## Source document
Persistence is a female quality
POV: when you realise "feminine leadership" is a lie. Beyond our obsession for quantum leaps, energetics hacks and an addiction to the Void - there is the real creative process.
I fell for it.
Can you blame me?
I watched 2 parents work tirelessly my whole life for… financial stress in their late 50’s and one holiday a year during my childhood.
Working hard did not add up to much, in my mind.
My association with effort was that it equaled disappointment, frustration, illness or injury, depression, betrayal, loss and wasted time.
I’ll steer clear of all of those, thanks, and take one order of effortlessness, with a side of pleasure and oh, a tall glass of optimistic escapism!
I didn’t want what the world was offering. Pay that could barely cover the bills, in exchange for working most of your time? Physically ill at the thought.
I hated going to work. I hated having to be somewhere at a certain time, hated teachers telling me what to do, hated the potential humiliation and exhaustion of physical exertion, hated basically anything that held me accountable to… something.
I didn’t grow up playing sports, I was a scrapbooking-illustrating-artsy kinda kid who read adult books from age 7 and if there was anything athletic you best bet there was zero competitive component because eeeeekkkkk… it was just me on the trampoline, or just me playing Sims on the computer, or just me tidying and redecorating my room.
I was academic for sure, but it didn’t feel good to get an award in front of a crowd or “try” for anything more.

## Dataset records
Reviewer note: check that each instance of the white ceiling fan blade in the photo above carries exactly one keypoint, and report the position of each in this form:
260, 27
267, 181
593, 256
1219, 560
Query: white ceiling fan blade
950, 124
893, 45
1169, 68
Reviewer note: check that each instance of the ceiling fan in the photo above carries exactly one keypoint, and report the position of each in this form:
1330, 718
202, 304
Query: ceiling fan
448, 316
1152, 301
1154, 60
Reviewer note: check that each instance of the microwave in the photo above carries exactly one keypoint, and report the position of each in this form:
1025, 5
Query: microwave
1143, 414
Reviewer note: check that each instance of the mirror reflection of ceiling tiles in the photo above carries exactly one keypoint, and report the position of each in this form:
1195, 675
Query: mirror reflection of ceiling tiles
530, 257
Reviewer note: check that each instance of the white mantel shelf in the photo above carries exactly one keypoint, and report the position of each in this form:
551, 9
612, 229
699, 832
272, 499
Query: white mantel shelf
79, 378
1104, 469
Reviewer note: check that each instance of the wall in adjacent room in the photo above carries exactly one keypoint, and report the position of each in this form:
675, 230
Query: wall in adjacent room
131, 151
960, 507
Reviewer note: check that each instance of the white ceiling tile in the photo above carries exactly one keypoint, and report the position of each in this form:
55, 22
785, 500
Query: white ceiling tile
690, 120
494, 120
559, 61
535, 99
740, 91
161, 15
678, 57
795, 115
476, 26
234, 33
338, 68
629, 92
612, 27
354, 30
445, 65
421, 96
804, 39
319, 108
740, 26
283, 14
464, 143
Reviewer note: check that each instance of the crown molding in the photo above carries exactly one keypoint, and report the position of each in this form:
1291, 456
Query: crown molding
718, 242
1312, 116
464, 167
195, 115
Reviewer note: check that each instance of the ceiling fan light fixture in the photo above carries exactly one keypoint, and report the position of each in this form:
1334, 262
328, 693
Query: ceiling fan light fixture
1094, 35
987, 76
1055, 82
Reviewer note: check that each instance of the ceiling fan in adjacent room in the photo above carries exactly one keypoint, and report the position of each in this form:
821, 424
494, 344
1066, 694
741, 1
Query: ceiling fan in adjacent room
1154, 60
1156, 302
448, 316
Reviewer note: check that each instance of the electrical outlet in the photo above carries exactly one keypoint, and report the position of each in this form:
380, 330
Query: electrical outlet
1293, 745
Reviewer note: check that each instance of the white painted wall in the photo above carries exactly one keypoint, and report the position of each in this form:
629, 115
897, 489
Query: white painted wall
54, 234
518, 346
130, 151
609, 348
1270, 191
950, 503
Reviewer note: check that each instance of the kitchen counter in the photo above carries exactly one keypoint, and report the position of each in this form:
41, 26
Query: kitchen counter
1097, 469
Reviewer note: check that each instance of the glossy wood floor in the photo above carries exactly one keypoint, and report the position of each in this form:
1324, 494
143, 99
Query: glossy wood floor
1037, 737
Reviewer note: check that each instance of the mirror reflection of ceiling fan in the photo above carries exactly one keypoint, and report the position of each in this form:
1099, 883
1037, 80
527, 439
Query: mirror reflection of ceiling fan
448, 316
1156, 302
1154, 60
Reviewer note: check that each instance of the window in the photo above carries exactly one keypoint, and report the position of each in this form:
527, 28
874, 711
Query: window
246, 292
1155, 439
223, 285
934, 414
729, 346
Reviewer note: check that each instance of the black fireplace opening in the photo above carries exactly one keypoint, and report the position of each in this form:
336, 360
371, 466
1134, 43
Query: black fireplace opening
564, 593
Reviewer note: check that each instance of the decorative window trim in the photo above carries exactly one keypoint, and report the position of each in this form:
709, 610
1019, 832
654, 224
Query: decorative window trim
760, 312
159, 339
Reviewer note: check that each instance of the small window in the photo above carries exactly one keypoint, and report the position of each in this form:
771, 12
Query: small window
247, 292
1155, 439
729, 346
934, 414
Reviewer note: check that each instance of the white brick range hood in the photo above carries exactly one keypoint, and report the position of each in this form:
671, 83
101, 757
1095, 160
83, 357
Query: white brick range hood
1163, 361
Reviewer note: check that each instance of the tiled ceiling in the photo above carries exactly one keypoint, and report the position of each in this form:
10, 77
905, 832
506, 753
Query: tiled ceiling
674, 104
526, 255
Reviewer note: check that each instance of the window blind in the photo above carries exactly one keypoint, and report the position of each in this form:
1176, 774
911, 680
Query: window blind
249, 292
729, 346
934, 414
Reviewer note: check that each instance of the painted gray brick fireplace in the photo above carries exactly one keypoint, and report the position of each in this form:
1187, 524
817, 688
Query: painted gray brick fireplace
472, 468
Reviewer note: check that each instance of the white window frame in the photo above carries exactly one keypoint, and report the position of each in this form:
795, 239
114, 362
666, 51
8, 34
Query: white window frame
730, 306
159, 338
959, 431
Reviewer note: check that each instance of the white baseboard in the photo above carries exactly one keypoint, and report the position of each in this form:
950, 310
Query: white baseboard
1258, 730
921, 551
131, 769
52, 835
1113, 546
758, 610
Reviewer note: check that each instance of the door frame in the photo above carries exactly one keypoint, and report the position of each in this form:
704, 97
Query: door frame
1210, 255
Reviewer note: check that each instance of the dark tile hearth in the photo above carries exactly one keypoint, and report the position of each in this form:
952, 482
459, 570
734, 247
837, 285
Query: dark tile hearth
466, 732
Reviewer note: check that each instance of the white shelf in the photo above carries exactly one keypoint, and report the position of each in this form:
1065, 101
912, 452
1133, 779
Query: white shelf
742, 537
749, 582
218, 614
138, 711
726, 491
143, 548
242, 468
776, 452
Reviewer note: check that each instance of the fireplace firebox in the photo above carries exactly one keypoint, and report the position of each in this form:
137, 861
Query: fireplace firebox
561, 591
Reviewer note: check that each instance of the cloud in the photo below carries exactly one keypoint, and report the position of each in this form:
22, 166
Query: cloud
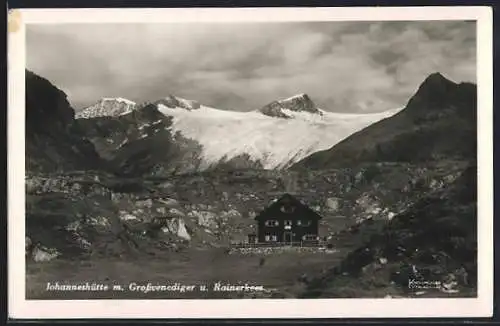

## Task list
#1 Rescale the rows from the line containing "Reviewer note: check that each instance of the door" through the end of the rows, both ends included. Repeat every line, multiplying only the keypoint coordinates after each "Query:" line by 2.25 and rounding to whole numbers with halves rounded up; keep the sample coordinates unchanged and leave the pictures out.
#2 Continue the essay on effort and persistence from its last sentence.

## Results for each task
#1
Reviewer note: check that each instance of the door frame in the photo above carries exactly one keypoint, and report the position of each in this form:
704, 97
Query: door frame
2723, 574
Reviewer note: check that each instance of the dark tile hearth in the photo above carries exactly one keypoint, and report the position of each in this form:
952, 482
459, 570
734, 247
837, 285
Query: dark tile hearth
1049, 1647
Reviewer note: check that each instance of the white shelf in the photo above carries exactly one keypoint, and report the position of each in this form:
1065, 101
912, 452
1133, 779
Query: white shelf
1670, 1208
1685, 1310
491, 1382
311, 1600
1634, 1105
322, 1233
545, 1053
1746, 1017
Reviewer note: check that each instance of the fireplace firebox in the photo above carries exactly one keypoint, and report the position of each in this form:
137, 861
Query: fireplace firebox
1262, 1330
Reviewer note: check that each instance of the cloud in the photo below carries exactly one keypoint, and report the position of each in this form:
22, 166
Query: cloud

#2
“You got in to the Australian choir!”… I stopped singing.
“I bought you an expensive tennis racket!”… I quit tennis that day.
“You’re good enough to do dance comps!”… I gave up jazz then and there.
As soon as there was skin in the game for achievement, I bailed.
I was the opposite of what they call “high achieving” (and tbh, I’m kinda jealous of those people! Those people get. shit. DONE!)
I preferred to slink away into the hidden worlds of The Magic Faraway Tree or skate around the cruise ship on Tony Hawk 4, just for the view and fantasy of being anywhere but… here.
If all that sounds depressing, it’s because it is.
Creative energy that is not used gets STUCK.
It’s what so many of us call “an off season” or “not feeling it” or if you play in the new agey spaces that I do “the void”
For me, it’s not about whether or not you have a clear dream.
Most women seeking clarity can riff off EXACTLY what they see in their secret visions with high-def detail.
They don’t need clarity — they need EXECUTION.
That energy that feels stifled, confused or stagnant?
Needs MOVEMENT.
To be carried out into a plan of motion.
“Motion is lotion” is one of my Mums catch phrases, and it applies here… (though when she says it, it’s about moving our bodies so we don’t get old and dry before our time).
On average, the human body is about 60% water.
Water is the life force of creation.
Water is the emotional and energetic nature of being human.
Water is the current of new life.
When we don’t move on our creative energy, the current slows.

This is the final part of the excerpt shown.